Reproduce every one of the rows below word for word, line by line.

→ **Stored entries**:
#####

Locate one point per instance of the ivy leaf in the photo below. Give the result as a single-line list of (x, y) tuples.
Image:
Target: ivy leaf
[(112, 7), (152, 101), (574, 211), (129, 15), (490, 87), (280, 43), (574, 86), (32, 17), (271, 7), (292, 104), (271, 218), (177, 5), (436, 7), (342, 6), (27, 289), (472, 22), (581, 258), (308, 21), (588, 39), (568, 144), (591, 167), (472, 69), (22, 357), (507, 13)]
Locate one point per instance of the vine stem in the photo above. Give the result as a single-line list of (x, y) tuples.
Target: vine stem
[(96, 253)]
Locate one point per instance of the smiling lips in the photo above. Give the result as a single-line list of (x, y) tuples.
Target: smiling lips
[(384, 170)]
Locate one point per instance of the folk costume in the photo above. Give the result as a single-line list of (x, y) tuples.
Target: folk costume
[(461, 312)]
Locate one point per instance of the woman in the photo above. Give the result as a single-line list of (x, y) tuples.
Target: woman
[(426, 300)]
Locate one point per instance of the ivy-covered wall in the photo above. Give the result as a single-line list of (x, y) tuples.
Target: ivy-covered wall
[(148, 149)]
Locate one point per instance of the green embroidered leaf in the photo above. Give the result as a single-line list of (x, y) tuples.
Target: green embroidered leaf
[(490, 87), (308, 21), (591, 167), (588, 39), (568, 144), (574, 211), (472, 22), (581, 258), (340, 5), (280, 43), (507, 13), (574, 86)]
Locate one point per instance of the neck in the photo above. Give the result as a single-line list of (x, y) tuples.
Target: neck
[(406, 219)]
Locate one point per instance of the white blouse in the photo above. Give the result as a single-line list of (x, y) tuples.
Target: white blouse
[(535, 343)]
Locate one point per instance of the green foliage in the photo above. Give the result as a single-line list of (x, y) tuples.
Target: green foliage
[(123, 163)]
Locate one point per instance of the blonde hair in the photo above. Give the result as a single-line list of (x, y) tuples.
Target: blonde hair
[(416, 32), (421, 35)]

#####

→ **Solution to the problem**:
Locate one point per instance of the ivy leaf in the photo below. Give the result as a single-line list of (x, y) tuples.
Image:
Target: ivy leaf
[(112, 7), (152, 101), (574, 211), (129, 15), (490, 87), (280, 43), (574, 86), (32, 17), (271, 7), (292, 104), (271, 218), (177, 5), (436, 7), (342, 6), (27, 289), (472, 22), (581, 258), (308, 21), (588, 39), (568, 144), (591, 167), (472, 69), (22, 357), (507, 13)]
Locate one point per instance of the vine stem in the photo above. Give the result as a single-line list of (x, y) tuples.
Target: vine stem
[(96, 253)]
Locate one point per instance of the smiling lips in the photo above. Give the result as a single-line list of (x, y) tuples.
Target: smiling lips
[(384, 170)]
Locate one point per instance of the folk costume in the photo above. Give the result as a single-line list of (x, y) tuples.
Target: folk costume
[(461, 312)]
Locate one point per instance of the woman in the photo above. Give the result as a single-line list of (x, y) tuples.
Target: woman
[(426, 300)]
Locate one point per instance of the ivy-covered wall in the photo above. Give the result as a single-line list of (x, y) tuples.
Target: ivy-covered wall
[(148, 149)]
Locate one point per instance of the green embroidered leaf in the photo above. Give the result as a single-line list of (x, y) tuples.
Target: green embroidered leaf
[(490, 87), (308, 21), (591, 167), (588, 39), (568, 144), (574, 211), (472, 22), (581, 258), (340, 5), (280, 43), (507, 13), (574, 86)]
Locate one point per instance of the neck in the photo above. Give the result as a single-line list of (x, y) tuples.
Target: neck
[(406, 219)]
Locate one point per instance of the white blouse in the photo above. Give the result as a single-line list of (x, y) tuples.
Target: white blouse
[(535, 343)]
Locate one point per instance of the green foliage in the photo above. Give the result as a single-line list of (x, y) tuples.
Target: green foliage
[(123, 163)]
Locate one point per instance of the blonde hair in the photo above. Give the result as a single-line list of (x, y) tuples.
Target: blonde hair
[(416, 32), (421, 35)]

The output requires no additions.